**Required tasks**
A. List the pairs of boards that the forum post gives to show what it means by "compatible hardware."
B. Quote the forum post between "As a consequence, we" and "clone STM32F103xx boards.", inclusive.

**Document passage**
════

Post by mrburnette » Thu Jan 21, 2016 2:33 pm

alextrezvy wrote:
mrburnette wrote:There is a reason that all commercial Pilots and Air Traffic Control all use English as the common denominator for communications... optimum word is common. The compilation in the ArduinoIDE of error free code is a common way to communicate with other makers and owners of compatible hardware. One does not have to "like" the environment, but the IDE does force some rules that help we forum members to assist and share.
As a consequence, we have to restrict ourself from using "non-common" features, such as USB, isn't it?
Of course not.
"compatible hardware" should probably have been written as "similar hardware" or maybe even "near-identical". The point is along the line of Nano to Nano clone, UNO to 328 Mini, Arduino Leonardo to Sparkfun's Micro, Maple/Maple-mini to clone STM32F103xx boards.

When I publish code that runs on a Maple Mini and I do that in Arduino, the IDE and tools environment is IMO simpler to install correctly for a novice; therefore the chances of a novice being able to successfully duplicate a project is enhanced.

Dropping down to the command line, while I'm comfortable with it, may not be appropriate as the best method of transferring a project from an author to a novice. Surely, there is no problem in communicating with those that are more knowledgeable and have experience with the lower-level approach to compilation and linking and uploading.

════

**Recorded information**

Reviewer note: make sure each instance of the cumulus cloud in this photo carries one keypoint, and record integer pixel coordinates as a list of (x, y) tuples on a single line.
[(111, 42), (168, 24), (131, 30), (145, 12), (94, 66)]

════

**Answers to the problems**
A.
- Nano to Nano clone
- UNO to 328 Mini
- Arduino Leonardo to Sparkfun's Micro
- Maple/Maple-mini to clone STM32F103xx boards

B.
As a consequence, we have to restrict ourself from using "non-common" features, such as USB, isn't it?
Of course not.
"compatible hardware" should probably have been written as "similar hardware" or maybe even "near-identical". The point is along the line of Nano to Nano clone, UNO to 328 Mini, Arduino Leonardo to Sparkfun's Micro, Maple/Maple-mini to clone STM32F103xx boards.